_EXERCISE OBJECTIVE_:
With pictures removed, output every record below exactly as written.
-- DATASET RECORDS follows --
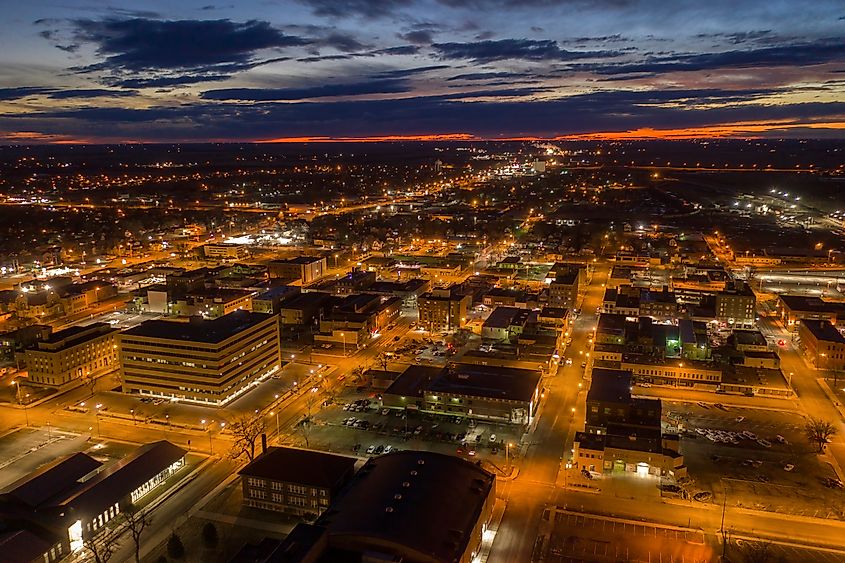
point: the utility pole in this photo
(724, 510)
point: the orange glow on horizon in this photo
(747, 129)
(727, 130)
(374, 139)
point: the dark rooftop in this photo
(610, 385)
(811, 304)
(307, 467)
(198, 329)
(50, 480)
(424, 503)
(121, 478)
(78, 333)
(492, 382)
(823, 330)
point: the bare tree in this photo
(136, 522)
(102, 547)
(758, 552)
(819, 432)
(246, 431)
(383, 359)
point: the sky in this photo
(287, 70)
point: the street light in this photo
(507, 455)
(276, 414)
(210, 445)
(97, 416)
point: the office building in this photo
(72, 356)
(737, 306)
(201, 361)
(623, 433)
(413, 506)
(477, 391)
(823, 344)
(564, 281)
(51, 512)
(443, 309)
(294, 481)
(307, 269)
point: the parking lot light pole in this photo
(97, 416)
(507, 456)
(276, 414)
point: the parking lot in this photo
(356, 423)
(25, 450)
(579, 537)
(759, 458)
(133, 407)
(780, 552)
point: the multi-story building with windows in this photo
(823, 344)
(295, 481)
(72, 355)
(737, 305)
(305, 268)
(564, 281)
(443, 309)
(201, 361)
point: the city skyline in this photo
(311, 70)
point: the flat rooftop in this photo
(472, 380)
(823, 331)
(610, 386)
(292, 465)
(427, 502)
(198, 329)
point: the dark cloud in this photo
(384, 86)
(533, 4)
(420, 37)
(403, 72)
(487, 75)
(22, 92)
(169, 81)
(397, 50)
(341, 42)
(573, 114)
(505, 49)
(362, 8)
(141, 44)
(799, 54)
(90, 93)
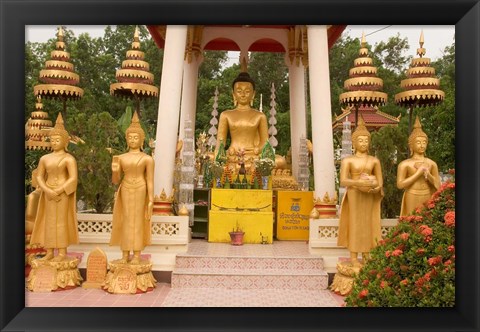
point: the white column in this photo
(189, 94)
(169, 108)
(298, 118)
(322, 133)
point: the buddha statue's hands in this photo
(366, 180)
(52, 195)
(149, 211)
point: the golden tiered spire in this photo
(60, 80)
(134, 78)
(421, 87)
(37, 128)
(364, 86)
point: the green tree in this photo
(388, 146)
(438, 122)
(99, 136)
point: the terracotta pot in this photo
(236, 238)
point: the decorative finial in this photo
(60, 33)
(364, 41)
(136, 34)
(360, 130)
(314, 214)
(421, 51)
(417, 124)
(244, 65)
(59, 128)
(59, 122)
(416, 132)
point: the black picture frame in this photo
(465, 15)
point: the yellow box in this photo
(241, 200)
(250, 209)
(293, 213)
(258, 226)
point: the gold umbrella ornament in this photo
(421, 87)
(58, 78)
(134, 78)
(364, 86)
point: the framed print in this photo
(18, 14)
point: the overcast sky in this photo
(436, 37)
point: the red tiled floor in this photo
(164, 296)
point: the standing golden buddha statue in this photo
(418, 175)
(133, 205)
(359, 226)
(246, 126)
(55, 225)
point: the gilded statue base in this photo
(283, 180)
(50, 275)
(127, 278)
(343, 280)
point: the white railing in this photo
(324, 232)
(166, 230)
(323, 235)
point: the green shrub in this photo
(414, 265)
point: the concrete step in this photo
(252, 263)
(249, 272)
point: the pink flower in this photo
(427, 276)
(363, 293)
(420, 251)
(397, 252)
(449, 219)
(404, 236)
(434, 260)
(425, 230)
(418, 218)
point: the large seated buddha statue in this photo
(245, 126)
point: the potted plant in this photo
(236, 236)
(265, 167)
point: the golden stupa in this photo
(421, 87)
(60, 80)
(364, 86)
(37, 128)
(134, 78)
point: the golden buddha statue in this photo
(359, 226)
(247, 127)
(55, 224)
(418, 175)
(133, 205)
(32, 204)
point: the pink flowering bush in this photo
(414, 265)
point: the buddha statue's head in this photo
(58, 135)
(361, 135)
(134, 134)
(243, 87)
(418, 140)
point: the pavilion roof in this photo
(263, 45)
(373, 117)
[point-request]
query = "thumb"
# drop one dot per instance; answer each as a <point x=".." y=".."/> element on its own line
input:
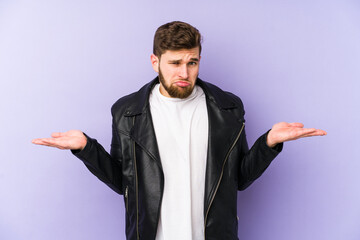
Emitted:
<point x="57" y="134"/>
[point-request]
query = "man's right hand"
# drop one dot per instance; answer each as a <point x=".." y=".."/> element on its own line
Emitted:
<point x="73" y="139"/>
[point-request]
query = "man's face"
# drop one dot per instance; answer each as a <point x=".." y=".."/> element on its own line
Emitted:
<point x="178" y="71"/>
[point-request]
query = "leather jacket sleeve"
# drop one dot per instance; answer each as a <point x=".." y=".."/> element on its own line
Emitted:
<point x="255" y="160"/>
<point x="105" y="166"/>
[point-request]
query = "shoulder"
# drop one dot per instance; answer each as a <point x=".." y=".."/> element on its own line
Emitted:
<point x="122" y="103"/>
<point x="134" y="103"/>
<point x="224" y="99"/>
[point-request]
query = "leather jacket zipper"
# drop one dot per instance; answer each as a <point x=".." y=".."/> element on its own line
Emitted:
<point x="126" y="198"/>
<point x="222" y="173"/>
<point x="136" y="191"/>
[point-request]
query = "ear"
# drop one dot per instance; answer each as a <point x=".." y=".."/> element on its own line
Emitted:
<point x="155" y="61"/>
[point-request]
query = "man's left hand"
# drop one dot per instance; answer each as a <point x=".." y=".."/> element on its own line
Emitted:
<point x="283" y="131"/>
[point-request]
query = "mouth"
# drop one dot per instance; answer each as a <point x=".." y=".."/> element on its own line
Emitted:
<point x="182" y="83"/>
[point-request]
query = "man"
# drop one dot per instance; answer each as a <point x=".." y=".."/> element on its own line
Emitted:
<point x="179" y="151"/>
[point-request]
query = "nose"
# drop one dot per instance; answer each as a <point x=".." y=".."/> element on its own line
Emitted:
<point x="183" y="71"/>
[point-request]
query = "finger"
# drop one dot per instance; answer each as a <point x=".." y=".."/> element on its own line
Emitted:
<point x="317" y="132"/>
<point x="299" y="125"/>
<point x="57" y="134"/>
<point x="49" y="142"/>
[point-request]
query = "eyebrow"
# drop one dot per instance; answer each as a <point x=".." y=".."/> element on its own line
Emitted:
<point x="180" y="60"/>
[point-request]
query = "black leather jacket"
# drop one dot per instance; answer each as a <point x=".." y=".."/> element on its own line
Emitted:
<point x="133" y="167"/>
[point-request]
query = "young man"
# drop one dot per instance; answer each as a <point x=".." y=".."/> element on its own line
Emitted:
<point x="179" y="152"/>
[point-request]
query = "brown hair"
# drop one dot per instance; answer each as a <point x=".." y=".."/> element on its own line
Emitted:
<point x="175" y="36"/>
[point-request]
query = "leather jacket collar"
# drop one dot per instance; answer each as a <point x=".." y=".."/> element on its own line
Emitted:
<point x="212" y="92"/>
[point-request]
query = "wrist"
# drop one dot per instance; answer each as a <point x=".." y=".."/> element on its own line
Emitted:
<point x="270" y="141"/>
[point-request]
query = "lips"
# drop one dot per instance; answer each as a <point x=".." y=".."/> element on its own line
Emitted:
<point x="182" y="83"/>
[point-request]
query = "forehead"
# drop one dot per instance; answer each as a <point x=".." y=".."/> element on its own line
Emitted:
<point x="181" y="54"/>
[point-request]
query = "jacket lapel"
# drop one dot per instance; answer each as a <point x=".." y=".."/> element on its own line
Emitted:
<point x="143" y="132"/>
<point x="224" y="127"/>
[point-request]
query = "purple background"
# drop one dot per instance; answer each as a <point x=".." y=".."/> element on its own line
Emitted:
<point x="63" y="64"/>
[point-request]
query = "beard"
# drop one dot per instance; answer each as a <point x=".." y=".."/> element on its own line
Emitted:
<point x="175" y="91"/>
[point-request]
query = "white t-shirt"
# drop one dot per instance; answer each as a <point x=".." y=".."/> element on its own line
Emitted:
<point x="181" y="128"/>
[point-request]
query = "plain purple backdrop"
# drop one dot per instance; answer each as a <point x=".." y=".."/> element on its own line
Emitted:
<point x="63" y="64"/>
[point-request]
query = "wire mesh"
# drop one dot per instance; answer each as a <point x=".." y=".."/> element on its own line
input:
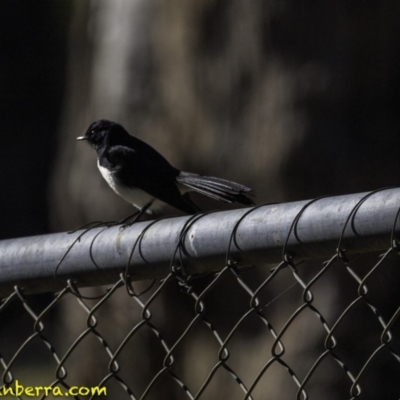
-- DATASET RECORDS concluded --
_RESPONSE AREA_:
point: the utility pole in this photo
(724, 510)
point: the orange glow on horizon in this photo
(747, 129)
(727, 130)
(374, 139)
point: the dark rooftop in this photo
(610, 385)
(811, 304)
(307, 467)
(198, 329)
(50, 480)
(424, 503)
(121, 478)
(78, 333)
(492, 382)
(823, 330)
point: the bare tree in this photo
(136, 522)
(102, 547)
(758, 552)
(819, 432)
(246, 431)
(383, 359)
point: the sky in this photo
(287, 70)
point: the street light in this photo
(507, 455)
(276, 414)
(210, 445)
(97, 416)
point: the office building in this photo
(72, 356)
(737, 306)
(201, 361)
(623, 433)
(413, 506)
(477, 391)
(823, 344)
(564, 281)
(51, 512)
(443, 309)
(294, 481)
(307, 269)
point: the parking lot light pole in this photo
(97, 416)
(507, 456)
(276, 414)
point: the parking lot in this photo
(356, 423)
(25, 450)
(579, 537)
(759, 458)
(133, 407)
(780, 552)
point: the multi-story building with windows in this photo
(823, 344)
(295, 481)
(72, 355)
(737, 305)
(305, 268)
(564, 281)
(443, 309)
(201, 361)
point: the city skyline in this photo
(311, 70)
point: the flat rooftop in this photo
(472, 380)
(823, 331)
(610, 386)
(292, 465)
(427, 502)
(198, 329)
point: the dark cloud in this photo
(384, 86)
(533, 4)
(420, 37)
(403, 72)
(487, 75)
(22, 92)
(169, 81)
(397, 50)
(341, 42)
(573, 114)
(505, 49)
(362, 8)
(141, 44)
(799, 54)
(90, 93)
point: the white column in this photo
(189, 94)
(169, 108)
(298, 118)
(322, 133)
point: the buddha statue's hands in this photo
(366, 180)
(52, 195)
(149, 211)
point: the golden tiered spire in this photo
(60, 80)
(134, 78)
(421, 87)
(37, 128)
(364, 86)
point: the green tree in this photo
(388, 146)
(438, 122)
(99, 136)
point: the terracotta pot in this photo
(236, 238)
point: the decorative finial in this photo
(60, 33)
(364, 41)
(136, 34)
(360, 130)
(314, 214)
(421, 51)
(417, 124)
(244, 65)
(59, 128)
(59, 122)
(416, 132)
point: the black picture frame in this photo
(465, 15)
point: the yellow box in this photo
(241, 200)
(250, 209)
(293, 213)
(258, 226)
point: the gold umbrella ornament in this photo
(421, 87)
(58, 78)
(134, 78)
(364, 86)
point: the framed print in this photo
(18, 14)
point: the overcast sky in this photo
(436, 37)
point: the red tiled floor in this photo
(164, 296)
point: the standing golden buddha statue in this photo
(418, 175)
(133, 205)
(359, 226)
(246, 126)
(55, 225)
point: the gilded statue base in this photo
(283, 180)
(50, 275)
(127, 278)
(343, 280)
point: the white railing in this photo
(324, 232)
(166, 230)
(323, 235)
point: the green shrub in this photo
(414, 265)
point: the concrete step in this photo
(252, 263)
(249, 272)
point: the pink flower in this photo
(427, 276)
(363, 293)
(420, 251)
(397, 252)
(449, 219)
(404, 236)
(434, 260)
(425, 230)
(418, 218)
point: the large seated buddha statue in this photo
(245, 126)
point: the potted plant in this photo
(236, 236)
(265, 167)
point: the golden stupa in this photo
(421, 87)
(60, 80)
(364, 86)
(37, 128)
(134, 78)
point: the golden buddha statue in this photo
(359, 226)
(247, 127)
(55, 224)
(418, 175)
(133, 205)
(32, 204)
point: the pink flowering bush in this photo
(414, 265)
point: the buddha statue's head in this photo
(58, 135)
(361, 135)
(134, 134)
(243, 87)
(418, 140)
point: the pavilion roof in this photo
(263, 45)
(373, 117)
[point-request]
query = "thumb"
# drop one dot per instance; answer each as a <point x=".." y=".."/> element on its own line
input:
Emitted:
<point x="57" y="134"/>
[point-request]
query = "man's right hand"
# drop one dot per instance; answer each as a <point x=".." y=".."/> element on its own line
Emitted:
<point x="73" y="139"/>
[point-request]
query = "man's face"
# drop one dot per instance; answer each as a <point x=".." y=".."/> element on its own line
Emitted:
<point x="178" y="71"/>
[point-request]
query = "leather jacket sleeve"
# drop one dot per instance; answer each as a <point x=".." y=".."/> element on its own line
Emitted:
<point x="255" y="160"/>
<point x="105" y="166"/>
[point-request]
query = "shoulder"
# drop one dot per instance; answer each as a <point x=".." y=".."/> element on its own line
Emitted:
<point x="122" y="103"/>
<point x="134" y="103"/>
<point x="224" y="99"/>
[point-request]
query = "leather jacket zipper"
# drop one dot per instance; answer each as a <point x=".." y=".."/> element on its own line
Emitted:
<point x="126" y="198"/>
<point x="222" y="173"/>
<point x="136" y="191"/>
[point-request]
query = "ear"
# drop one dot per instance; answer each as a <point x=".." y=".."/> element on its own line
Emitted:
<point x="155" y="61"/>
[point-request]
query = "man's left hand"
# drop one dot per instance; answer each as a <point x=".." y=".."/> element on its own line
Emitted:
<point x="283" y="131"/>
[point-request]
query = "mouth"
# drop one dot per instance; answer each as a <point x=".." y=".."/> element on its own line
Emitted:
<point x="182" y="83"/>
[point-request]
query = "man"
# drop one dot per instance; answer each as a <point x=".." y=".."/> element on its own line
Emitted:
<point x="179" y="151"/>
[point-request]
query = "nose"
# drop one dot per instance; answer each as a <point x=".." y=".."/> element on its own line
Emitted:
<point x="183" y="71"/>
[point-request]
query = "finger"
# drop one dot per instance; answer each as a <point x=".." y=".."/> element on its own line
Emitted:
<point x="317" y="132"/>
<point x="299" y="125"/>
<point x="57" y="134"/>
<point x="49" y="142"/>
[point-request]
query = "eyebrow"
# drop one dot per instance; answer each as a <point x=".." y=".."/> element on its own line
Emitted:
<point x="180" y="60"/>
[point-request]
query = "black leather jacket"
# drop one dot per instance; answer each as a <point x=".." y=".."/> element on its own line
Emitted:
<point x="133" y="167"/>
[point-request]
query = "young man"
# drop one dot per instance; answer each as a <point x=".." y=".."/> element on its own line
Emitted:
<point x="179" y="152"/>
[point-request]
query = "brown hair"
# drop one dot per instance; answer each as a <point x=".." y=".."/> element on its own line
Emitted:
<point x="175" y="36"/>
[point-request]
query = "leather jacket collar"
# drop one dot per instance; answer each as a <point x=".." y=".."/> element on its own line
Emitted:
<point x="212" y="92"/>
[point-request]
query = "wrist"
# drop one dot per instance; answer each as a <point x=".." y=".."/> element on its own line
Emitted:
<point x="270" y="141"/>
[point-request]
query = "lips"
# drop one dot per instance; answer each as a <point x=".." y=".."/> element on its own line
Emitted:
<point x="182" y="83"/>
[point-request]
query = "forehead"
# drop one dot per instance; answer each as a <point x=".." y=".."/> element on its own line
Emitted:
<point x="181" y="54"/>
[point-request]
query = "jacket lapel"
# drop one dot per instance; answer each as a <point x=".." y=".."/> element on its own line
Emitted:
<point x="143" y="132"/>
<point x="224" y="127"/>
[point-request]
query = "purple background"
# drop one dot per instance; answer each as a <point x=".." y=".."/> element on its own line
Emitted:
<point x="63" y="64"/>
[point-request]
query = "beard"
# drop one dot per instance; answer each as a <point x=".." y=".."/> element on its own line
Emitted:
<point x="175" y="91"/>
[point-request]
query = "white t-shirt"
# drop one dot per instance; answer each as a <point x=".." y=".."/> element on its own line
Emitted:
<point x="181" y="128"/>
[point-request]
query = "plain purple backdrop"
# drop one dot per instance; answer each as a <point x=".." y=".."/> element on its own line
Emitted:
<point x="63" y="64"/>
[point-request]
query = "wire mesh"
# drop one dot per instance; answer each as a <point x=".." y=".."/> element on its own line
input:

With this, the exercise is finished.